説明

手書きデータ管理システム及び手書きデータ管理プログラム並びに手書きデータ管理方法

【課題】手書きした文字や図形、絵などを、簡単な構成で適切にグループ化する。
【解決手段】入力装置と手書きデータ管理装置とで構成される手書きデータ管理システムにおいて、入力装置は、自身の状態を検出し、状態情報を前記手書きデータ管理装置に送信する手段を備え、手書きデータ管理装置は、画面上の入力装置の軌跡から基本図形データを抽出する第1手段と、状態情報に基づいて基本図形データの切れ目を判別し、予め記憶したテーブルを参照して、切れ目のレベルを決定する第2手段と、切れ目のレベルに基づいて、複数の基本図形データをグループ化し、当該基本図形データの上位の階層にグループデータとして登録すると共に、切れ目のレベルに基づいて、順次、複数のグループデータを更にグループ化し、当該グループデータの上位の階層に上位のグループデータとして登録する第3手段と、を備える。

データセットの行
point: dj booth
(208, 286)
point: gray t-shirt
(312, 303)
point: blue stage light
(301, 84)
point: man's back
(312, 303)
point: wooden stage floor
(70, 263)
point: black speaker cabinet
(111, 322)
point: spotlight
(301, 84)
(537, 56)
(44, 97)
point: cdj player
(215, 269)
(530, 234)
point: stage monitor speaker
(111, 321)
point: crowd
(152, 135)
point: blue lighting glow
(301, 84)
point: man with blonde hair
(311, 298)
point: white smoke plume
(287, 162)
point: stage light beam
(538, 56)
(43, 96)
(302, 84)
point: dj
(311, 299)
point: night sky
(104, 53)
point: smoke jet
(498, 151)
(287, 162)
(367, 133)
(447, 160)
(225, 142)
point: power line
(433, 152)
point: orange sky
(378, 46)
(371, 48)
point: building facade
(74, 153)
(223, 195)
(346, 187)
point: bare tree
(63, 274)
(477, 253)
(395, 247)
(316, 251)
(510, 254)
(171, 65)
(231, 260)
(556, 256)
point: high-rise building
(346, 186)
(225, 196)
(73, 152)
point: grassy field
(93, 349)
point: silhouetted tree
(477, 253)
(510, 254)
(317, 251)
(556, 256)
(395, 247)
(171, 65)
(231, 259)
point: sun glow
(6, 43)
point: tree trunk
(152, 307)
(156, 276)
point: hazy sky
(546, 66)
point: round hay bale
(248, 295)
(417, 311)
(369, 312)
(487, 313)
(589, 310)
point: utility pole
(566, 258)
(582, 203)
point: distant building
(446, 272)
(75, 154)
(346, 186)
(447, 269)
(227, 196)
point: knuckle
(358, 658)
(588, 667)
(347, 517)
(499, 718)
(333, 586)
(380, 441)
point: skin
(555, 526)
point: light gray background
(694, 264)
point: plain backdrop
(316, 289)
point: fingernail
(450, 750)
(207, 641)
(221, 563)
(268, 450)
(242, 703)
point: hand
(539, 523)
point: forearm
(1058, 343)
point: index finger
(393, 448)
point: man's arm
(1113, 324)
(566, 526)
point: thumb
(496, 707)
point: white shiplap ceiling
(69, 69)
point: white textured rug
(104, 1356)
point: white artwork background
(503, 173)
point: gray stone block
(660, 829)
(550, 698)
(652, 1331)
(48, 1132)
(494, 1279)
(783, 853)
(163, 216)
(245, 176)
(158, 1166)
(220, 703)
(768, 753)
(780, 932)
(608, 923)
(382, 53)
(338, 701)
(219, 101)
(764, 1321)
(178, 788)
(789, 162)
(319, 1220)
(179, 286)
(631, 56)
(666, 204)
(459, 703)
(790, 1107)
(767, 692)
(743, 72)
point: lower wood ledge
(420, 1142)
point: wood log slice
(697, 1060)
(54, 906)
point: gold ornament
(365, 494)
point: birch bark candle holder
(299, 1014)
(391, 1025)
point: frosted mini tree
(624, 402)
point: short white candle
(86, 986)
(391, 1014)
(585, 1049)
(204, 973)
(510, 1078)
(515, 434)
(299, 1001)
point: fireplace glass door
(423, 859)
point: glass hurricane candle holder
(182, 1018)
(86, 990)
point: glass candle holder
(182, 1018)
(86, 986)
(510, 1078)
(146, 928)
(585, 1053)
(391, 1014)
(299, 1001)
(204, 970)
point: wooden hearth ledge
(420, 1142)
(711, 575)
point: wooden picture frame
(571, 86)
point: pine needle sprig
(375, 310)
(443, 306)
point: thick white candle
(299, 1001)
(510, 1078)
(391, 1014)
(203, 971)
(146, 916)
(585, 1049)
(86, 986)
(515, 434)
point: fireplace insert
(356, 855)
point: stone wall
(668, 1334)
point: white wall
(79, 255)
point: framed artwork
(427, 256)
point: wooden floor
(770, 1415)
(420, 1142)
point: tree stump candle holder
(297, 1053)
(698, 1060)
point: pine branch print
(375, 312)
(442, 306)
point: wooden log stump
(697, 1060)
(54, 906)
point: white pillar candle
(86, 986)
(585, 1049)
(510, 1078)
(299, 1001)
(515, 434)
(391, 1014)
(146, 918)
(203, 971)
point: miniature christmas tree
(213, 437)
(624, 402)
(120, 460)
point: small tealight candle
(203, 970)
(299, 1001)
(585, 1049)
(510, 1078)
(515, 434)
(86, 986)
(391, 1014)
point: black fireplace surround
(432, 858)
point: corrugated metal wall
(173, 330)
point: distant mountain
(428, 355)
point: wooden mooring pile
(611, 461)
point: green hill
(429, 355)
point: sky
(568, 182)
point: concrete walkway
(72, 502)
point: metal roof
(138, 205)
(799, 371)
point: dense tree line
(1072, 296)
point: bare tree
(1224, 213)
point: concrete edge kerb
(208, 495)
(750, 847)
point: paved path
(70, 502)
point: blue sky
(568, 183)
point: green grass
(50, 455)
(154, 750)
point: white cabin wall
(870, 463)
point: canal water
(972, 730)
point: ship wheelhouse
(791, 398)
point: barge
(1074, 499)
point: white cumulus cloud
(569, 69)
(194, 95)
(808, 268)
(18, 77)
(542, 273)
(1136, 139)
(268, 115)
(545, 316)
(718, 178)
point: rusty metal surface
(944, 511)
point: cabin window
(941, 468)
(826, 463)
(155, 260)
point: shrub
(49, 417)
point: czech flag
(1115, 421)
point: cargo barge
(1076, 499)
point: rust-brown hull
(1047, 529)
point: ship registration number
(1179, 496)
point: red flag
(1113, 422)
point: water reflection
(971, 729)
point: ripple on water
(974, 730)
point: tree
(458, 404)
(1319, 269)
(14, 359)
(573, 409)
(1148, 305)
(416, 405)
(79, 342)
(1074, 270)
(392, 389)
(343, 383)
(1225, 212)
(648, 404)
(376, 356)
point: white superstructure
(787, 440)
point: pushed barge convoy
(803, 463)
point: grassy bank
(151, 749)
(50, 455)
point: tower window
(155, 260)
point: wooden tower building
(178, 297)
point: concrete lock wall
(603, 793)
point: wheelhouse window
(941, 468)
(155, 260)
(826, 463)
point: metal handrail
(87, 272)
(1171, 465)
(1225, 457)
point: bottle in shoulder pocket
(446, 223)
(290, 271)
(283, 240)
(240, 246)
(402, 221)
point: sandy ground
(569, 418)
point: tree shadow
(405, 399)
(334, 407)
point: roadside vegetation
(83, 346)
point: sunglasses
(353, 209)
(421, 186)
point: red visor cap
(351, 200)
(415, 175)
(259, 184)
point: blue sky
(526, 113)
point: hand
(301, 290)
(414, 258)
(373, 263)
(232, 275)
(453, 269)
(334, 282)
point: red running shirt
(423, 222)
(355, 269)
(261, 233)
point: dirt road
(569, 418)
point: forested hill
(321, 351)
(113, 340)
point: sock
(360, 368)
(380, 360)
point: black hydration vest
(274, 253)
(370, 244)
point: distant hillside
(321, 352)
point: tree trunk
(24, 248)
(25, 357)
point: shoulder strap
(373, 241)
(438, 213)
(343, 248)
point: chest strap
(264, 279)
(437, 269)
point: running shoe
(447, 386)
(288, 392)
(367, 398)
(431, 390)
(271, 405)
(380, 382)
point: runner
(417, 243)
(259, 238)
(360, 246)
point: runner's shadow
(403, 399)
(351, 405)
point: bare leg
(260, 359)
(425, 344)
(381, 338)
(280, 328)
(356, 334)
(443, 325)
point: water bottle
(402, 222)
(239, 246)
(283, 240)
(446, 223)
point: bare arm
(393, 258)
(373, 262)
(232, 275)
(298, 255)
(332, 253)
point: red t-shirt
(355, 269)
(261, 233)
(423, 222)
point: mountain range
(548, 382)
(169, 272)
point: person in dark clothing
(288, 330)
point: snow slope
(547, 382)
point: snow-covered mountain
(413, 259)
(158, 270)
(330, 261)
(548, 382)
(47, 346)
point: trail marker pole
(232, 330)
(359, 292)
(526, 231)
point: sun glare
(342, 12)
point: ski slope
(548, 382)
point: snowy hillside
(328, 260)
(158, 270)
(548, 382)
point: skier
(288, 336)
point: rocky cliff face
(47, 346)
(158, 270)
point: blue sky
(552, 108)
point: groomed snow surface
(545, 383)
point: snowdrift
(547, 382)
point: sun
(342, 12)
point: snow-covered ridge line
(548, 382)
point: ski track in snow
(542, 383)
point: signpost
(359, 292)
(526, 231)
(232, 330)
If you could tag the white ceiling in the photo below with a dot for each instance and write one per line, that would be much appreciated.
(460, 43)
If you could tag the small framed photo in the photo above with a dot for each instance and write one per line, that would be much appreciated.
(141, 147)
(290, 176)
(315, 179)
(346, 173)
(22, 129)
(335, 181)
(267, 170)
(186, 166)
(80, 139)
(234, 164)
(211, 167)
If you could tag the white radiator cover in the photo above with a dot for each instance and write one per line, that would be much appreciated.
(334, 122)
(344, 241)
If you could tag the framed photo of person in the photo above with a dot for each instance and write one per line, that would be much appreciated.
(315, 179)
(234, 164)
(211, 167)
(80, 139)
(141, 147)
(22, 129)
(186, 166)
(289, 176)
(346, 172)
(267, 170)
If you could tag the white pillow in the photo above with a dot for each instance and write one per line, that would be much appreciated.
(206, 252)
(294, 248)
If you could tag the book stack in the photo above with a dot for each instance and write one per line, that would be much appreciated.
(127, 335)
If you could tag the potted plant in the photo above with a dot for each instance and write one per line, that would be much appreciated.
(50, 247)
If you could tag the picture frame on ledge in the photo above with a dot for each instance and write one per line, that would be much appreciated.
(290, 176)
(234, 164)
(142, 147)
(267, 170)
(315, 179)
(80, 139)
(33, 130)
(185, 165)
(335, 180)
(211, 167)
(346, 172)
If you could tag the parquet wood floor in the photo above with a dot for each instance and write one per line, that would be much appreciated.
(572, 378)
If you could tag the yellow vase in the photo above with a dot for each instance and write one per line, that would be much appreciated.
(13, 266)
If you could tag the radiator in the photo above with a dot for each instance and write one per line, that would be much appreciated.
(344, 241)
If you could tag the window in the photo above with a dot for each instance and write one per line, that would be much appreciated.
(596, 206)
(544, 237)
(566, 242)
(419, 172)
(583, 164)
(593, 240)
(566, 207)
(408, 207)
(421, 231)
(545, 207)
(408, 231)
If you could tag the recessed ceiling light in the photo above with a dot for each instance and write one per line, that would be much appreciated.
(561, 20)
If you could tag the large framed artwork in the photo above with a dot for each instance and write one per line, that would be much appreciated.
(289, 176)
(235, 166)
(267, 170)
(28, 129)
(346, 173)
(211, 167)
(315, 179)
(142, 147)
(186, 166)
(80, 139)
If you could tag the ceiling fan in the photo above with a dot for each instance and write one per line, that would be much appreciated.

作業指示:
- a) 手書きデータ管理システムの文書から、「手書きデータ管理システム及び手書きデータ管理プログラム並びに手書きデータ管理方法」で始まり「録する第3手段と、を備える。」まで続く部分を一字一句違えずに書き写してください。
- b) 手書きデータ管理システムの文書について、最後の文の後に続く部分を書き足してください。

回答:
- a)
手書きデータ管理システム及び手書きデータ管理プログラム並びに手書きデータ管理方法

【課題】手書きした文字や図形、絵などを、簡単な構成で適切にグループ化する。
【解決手段】入力装置と手書きデータ管理装置とで構成される手書きデータ管理システムにおいて、入力装置は、自身の状態を検出し、状態情報を前記手書きデータ管理装置に送信する手段を備え、手書きデータ管理装置は、画面上の入力装置の軌跡から基本図形データを抽出する第1手段と、状態情報に基づいて基本図形データの切れ目を判別し、予め記憶したテーブルを参照して、切れ目のレベルを決定する第2手段と、切れ目のレベルに基づいて、複数の基本図形データをグループ化し、当該基本図形データの上位の階層にグループデータとして登録すると共に、切れ目のレベルに基づいて、順次、複数のグループデータを更にグループ化し、当該グループデータの上位の階層に上位のグループデータとして登録する第3手段と、を備える。

- b)
【発明の詳細な説明】
【技術分野】
【0001】
本発明は、手書きデータ管理システム及び手書きデータ管理プログラム並びに手書きデータ管理方法に関し、特に、手書きした文字や図形、絵などをグループ化して管理する手書きデータ管理システム及び手書きデータ管理プログラム並びに手書きデータ管理方法に関する。
【背景技術】
【0002】
近年、ペンとタッチパネル画面とを備えたペンタブレットが普及しており、デザインや資料の作成などに利用されている。このペンタブレットでは、タッチパネル画面上でペンを動かすと、ペンの軌跡がタッチパネル画面上に表示され、描画した文字や図形、絵などをデータとして記憶することができ、このデータを再利用することにより、デザインや資料を効率的に作成することができる。
【0003】
ここで、文字や図形、絵などは複数の線の組み合わせで形成されるため、複数の線をグループ化して登録する必要があり、グループ化の手法に関して様々な提案がされている。例えば、下記特許文献1には、手書入力情報を、該手書入力情報に付与される識別情報に基づき、グループ化し1つの表示情報グループとする入力表示装置が開示されている。また、下記特許文献2には、筆跡データを、文字を構成する筆跡データを示す文字グループと、図形を構成する筆跡データを示す図形グループとに分類する分類手段をもつ手書きデータ編集装置が開示されている。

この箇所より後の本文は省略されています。